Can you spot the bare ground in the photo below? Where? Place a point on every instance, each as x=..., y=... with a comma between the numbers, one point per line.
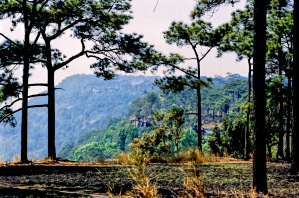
x=95, y=180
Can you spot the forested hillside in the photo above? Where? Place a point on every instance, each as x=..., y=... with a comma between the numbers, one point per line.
x=90, y=109
x=83, y=102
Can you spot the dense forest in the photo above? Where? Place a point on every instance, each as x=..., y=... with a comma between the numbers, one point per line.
x=255, y=118
x=222, y=99
x=102, y=100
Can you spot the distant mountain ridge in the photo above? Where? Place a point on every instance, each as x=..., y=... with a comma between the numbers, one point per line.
x=83, y=102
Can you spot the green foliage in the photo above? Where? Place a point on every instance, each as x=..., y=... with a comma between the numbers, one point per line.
x=215, y=141
x=233, y=136
x=95, y=151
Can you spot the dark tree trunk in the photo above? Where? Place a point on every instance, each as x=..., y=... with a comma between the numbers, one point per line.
x=51, y=101
x=24, y=125
x=295, y=133
x=199, y=132
x=289, y=120
x=281, y=63
x=246, y=135
x=51, y=115
x=259, y=98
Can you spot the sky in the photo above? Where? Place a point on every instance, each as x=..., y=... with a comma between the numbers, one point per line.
x=150, y=19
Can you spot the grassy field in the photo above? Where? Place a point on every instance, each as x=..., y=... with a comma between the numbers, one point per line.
x=94, y=180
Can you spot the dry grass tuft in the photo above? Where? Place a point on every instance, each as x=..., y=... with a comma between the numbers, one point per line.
x=193, y=182
x=16, y=159
x=143, y=185
x=124, y=158
x=251, y=194
x=193, y=154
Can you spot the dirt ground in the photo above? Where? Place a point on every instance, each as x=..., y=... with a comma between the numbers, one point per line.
x=97, y=180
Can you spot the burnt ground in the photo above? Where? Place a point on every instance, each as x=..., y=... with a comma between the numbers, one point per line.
x=95, y=180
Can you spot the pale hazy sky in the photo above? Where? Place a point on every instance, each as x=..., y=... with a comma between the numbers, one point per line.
x=151, y=23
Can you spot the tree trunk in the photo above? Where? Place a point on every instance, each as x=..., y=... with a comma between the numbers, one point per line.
x=259, y=98
x=295, y=133
x=24, y=125
x=289, y=120
x=246, y=135
x=51, y=115
x=281, y=63
x=51, y=101
x=199, y=134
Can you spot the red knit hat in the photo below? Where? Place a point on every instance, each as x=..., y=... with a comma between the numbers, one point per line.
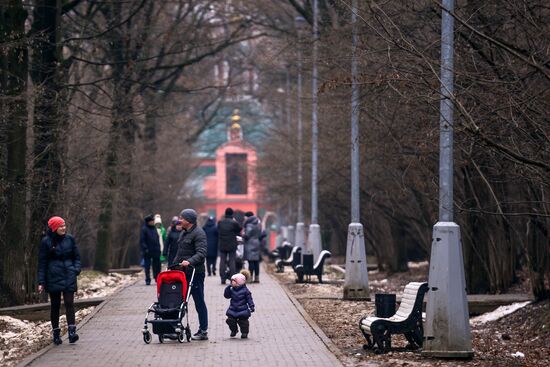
x=55, y=222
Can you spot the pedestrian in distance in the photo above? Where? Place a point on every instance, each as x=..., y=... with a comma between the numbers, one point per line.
x=161, y=231
x=150, y=248
x=252, y=233
x=192, y=252
x=241, y=305
x=228, y=230
x=211, y=231
x=171, y=245
x=58, y=268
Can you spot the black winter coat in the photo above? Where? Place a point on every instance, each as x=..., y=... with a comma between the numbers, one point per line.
x=149, y=241
x=192, y=247
x=211, y=231
x=58, y=263
x=171, y=245
x=241, y=304
x=252, y=233
x=228, y=230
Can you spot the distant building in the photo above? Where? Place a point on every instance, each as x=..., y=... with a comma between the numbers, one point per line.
x=229, y=178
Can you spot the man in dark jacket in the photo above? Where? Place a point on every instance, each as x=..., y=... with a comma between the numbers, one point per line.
x=211, y=231
x=150, y=248
x=228, y=230
x=192, y=252
x=252, y=233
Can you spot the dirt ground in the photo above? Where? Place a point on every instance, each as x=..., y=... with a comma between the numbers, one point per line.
x=519, y=339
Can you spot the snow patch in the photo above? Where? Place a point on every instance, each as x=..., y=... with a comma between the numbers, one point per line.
x=417, y=265
x=498, y=313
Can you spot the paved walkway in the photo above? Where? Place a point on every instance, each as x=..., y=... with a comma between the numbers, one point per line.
x=279, y=335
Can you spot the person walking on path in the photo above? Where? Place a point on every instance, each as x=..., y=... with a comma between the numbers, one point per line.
x=58, y=267
x=228, y=230
x=241, y=305
x=211, y=231
x=171, y=245
x=252, y=233
x=161, y=231
x=150, y=248
x=192, y=252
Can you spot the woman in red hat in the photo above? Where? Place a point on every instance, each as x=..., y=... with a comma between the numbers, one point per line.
x=58, y=267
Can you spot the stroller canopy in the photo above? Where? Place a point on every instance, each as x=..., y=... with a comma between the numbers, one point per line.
x=170, y=277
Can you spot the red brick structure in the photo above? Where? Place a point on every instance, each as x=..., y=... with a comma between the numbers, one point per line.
x=233, y=182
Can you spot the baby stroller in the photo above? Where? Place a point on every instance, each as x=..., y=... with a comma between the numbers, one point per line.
x=173, y=292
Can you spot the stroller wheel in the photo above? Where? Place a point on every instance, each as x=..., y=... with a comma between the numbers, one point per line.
x=147, y=337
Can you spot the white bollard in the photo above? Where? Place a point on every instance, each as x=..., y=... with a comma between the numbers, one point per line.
x=447, y=328
x=291, y=235
x=356, y=284
x=314, y=241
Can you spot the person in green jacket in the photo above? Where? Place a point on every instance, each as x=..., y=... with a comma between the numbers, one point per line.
x=162, y=235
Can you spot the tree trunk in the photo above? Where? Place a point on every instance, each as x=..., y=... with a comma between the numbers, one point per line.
x=47, y=78
x=14, y=64
x=118, y=162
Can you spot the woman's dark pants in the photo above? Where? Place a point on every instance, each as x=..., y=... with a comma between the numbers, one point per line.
x=197, y=291
x=211, y=264
x=68, y=300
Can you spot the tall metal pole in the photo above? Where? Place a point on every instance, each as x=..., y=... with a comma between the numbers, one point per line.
x=299, y=127
x=355, y=209
x=300, y=239
x=314, y=126
x=356, y=284
x=290, y=213
x=314, y=239
x=447, y=330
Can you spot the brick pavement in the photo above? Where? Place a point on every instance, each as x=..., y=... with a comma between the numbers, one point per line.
x=279, y=335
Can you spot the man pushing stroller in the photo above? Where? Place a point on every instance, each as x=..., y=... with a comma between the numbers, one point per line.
x=192, y=251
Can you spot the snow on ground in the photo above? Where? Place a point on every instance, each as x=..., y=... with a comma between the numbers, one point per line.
x=498, y=313
x=20, y=338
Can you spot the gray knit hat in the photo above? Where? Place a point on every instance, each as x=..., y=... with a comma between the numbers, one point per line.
x=189, y=215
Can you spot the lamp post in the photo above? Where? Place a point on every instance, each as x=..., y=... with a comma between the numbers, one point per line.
x=289, y=131
x=356, y=284
x=447, y=332
x=314, y=238
x=300, y=227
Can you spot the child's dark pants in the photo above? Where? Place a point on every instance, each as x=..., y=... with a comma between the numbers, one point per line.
x=242, y=322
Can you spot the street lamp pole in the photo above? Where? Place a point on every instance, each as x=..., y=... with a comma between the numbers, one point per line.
x=356, y=284
x=314, y=238
x=447, y=333
x=290, y=213
x=300, y=227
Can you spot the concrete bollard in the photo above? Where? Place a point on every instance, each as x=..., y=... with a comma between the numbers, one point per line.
x=291, y=235
x=447, y=329
x=314, y=240
x=356, y=284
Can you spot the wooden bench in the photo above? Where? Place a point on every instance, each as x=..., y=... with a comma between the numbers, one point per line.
x=293, y=260
x=280, y=252
x=308, y=269
x=407, y=320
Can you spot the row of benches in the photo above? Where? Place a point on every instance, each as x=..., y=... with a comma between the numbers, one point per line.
x=376, y=330
x=302, y=264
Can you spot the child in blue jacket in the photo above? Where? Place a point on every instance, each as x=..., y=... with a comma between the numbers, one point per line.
x=240, y=307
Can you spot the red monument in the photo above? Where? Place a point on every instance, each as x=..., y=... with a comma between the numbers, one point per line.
x=233, y=183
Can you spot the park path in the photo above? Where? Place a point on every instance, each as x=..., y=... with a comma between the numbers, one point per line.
x=279, y=334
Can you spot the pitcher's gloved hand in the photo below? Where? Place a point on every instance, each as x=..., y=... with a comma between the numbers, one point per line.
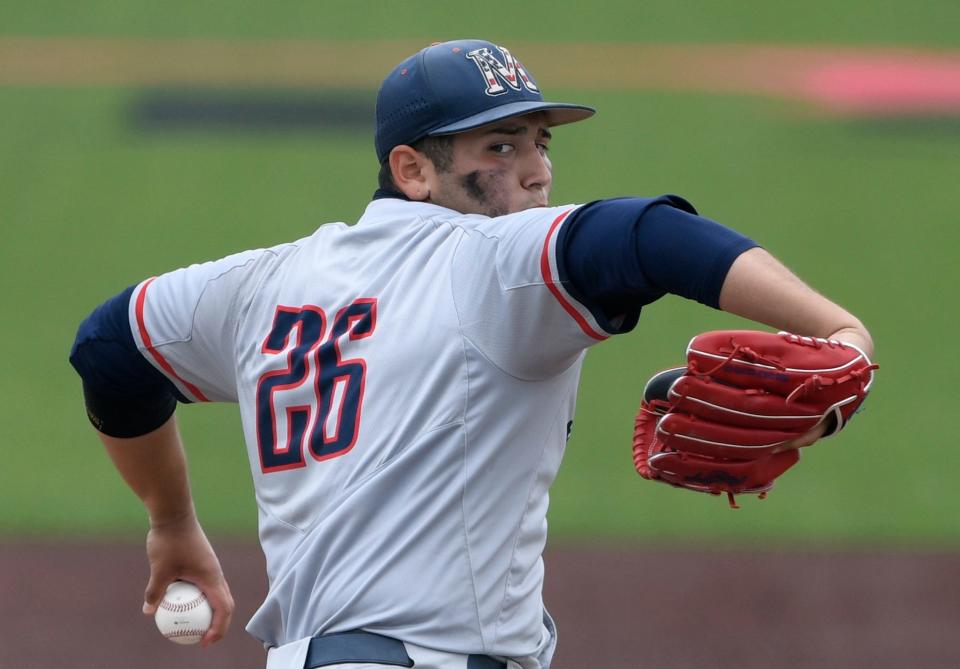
x=732, y=419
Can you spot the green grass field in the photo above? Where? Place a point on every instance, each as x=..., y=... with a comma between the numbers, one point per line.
x=864, y=210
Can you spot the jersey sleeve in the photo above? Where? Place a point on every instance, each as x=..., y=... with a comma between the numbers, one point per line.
x=510, y=300
x=185, y=323
x=618, y=255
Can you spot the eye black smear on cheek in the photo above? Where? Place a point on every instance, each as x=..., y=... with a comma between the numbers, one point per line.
x=471, y=183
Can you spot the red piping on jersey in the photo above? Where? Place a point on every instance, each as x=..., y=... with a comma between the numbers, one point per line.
x=552, y=284
x=148, y=344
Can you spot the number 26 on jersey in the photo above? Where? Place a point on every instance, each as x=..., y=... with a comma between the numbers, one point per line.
x=313, y=403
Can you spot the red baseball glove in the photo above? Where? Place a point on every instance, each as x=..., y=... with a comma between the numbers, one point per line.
x=718, y=424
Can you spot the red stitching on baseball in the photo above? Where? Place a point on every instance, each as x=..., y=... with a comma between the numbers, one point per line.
x=183, y=606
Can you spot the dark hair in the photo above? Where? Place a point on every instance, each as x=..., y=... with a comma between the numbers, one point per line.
x=438, y=149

______

:: Set exercise ::
Reproduce the lines above word for word, starting with the line that contains "Can you spot the dense" and ending with the line that contains "x=95, y=151", both of those lines included.

:: Result ::
Can you spot the dense forest in the photo above? Where? Place a point on every instance, each as x=..., y=... with a comma between the numbers, one point per line.
x=255, y=118
x=222, y=99
x=102, y=100
Can you spot the distant mountain ridge in the photo above? Where? Place a point on every instance, each as x=..., y=... with a comma between the numbers, one point per line.
x=83, y=102
Can you spot the green foliage in the photo above? Where? Place a point on every instance, each as x=..., y=... with a comma between the numbers, one point per line.
x=215, y=141
x=233, y=136
x=95, y=151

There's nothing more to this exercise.